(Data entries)
###
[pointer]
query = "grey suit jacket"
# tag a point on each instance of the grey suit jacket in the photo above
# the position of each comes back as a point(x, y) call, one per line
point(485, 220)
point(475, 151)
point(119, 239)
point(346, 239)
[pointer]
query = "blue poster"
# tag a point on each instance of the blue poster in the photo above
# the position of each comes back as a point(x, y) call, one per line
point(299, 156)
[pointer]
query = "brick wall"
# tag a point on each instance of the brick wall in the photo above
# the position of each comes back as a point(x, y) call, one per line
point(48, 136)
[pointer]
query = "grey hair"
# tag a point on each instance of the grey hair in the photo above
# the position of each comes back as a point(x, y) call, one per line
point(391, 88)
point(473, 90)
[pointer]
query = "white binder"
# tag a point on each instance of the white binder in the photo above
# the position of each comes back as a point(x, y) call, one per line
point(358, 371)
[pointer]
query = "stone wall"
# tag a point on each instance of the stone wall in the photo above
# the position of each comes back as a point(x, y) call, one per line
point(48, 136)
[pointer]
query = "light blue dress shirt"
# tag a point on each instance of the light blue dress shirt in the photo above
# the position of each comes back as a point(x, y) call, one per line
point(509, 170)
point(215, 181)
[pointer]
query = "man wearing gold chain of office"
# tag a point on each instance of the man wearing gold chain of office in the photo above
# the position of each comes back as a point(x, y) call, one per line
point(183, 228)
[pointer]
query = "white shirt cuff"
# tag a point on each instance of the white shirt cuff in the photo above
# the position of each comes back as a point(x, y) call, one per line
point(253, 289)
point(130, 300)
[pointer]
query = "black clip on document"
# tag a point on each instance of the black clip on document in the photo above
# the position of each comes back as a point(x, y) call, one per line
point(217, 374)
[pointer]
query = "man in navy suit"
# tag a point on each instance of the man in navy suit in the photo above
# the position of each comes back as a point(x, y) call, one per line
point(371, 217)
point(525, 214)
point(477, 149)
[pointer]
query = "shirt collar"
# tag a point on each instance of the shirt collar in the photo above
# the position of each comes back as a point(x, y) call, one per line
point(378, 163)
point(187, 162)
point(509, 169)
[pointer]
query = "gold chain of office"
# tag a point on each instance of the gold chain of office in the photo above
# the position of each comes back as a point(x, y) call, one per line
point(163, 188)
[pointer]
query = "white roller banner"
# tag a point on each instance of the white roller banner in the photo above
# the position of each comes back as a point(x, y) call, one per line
###
» **Direction**: Pull out each line of the records above that contains the word "poster".

» **Result**:
query = "blue poster"
# tag a point on each instance of the blue poster in the photo above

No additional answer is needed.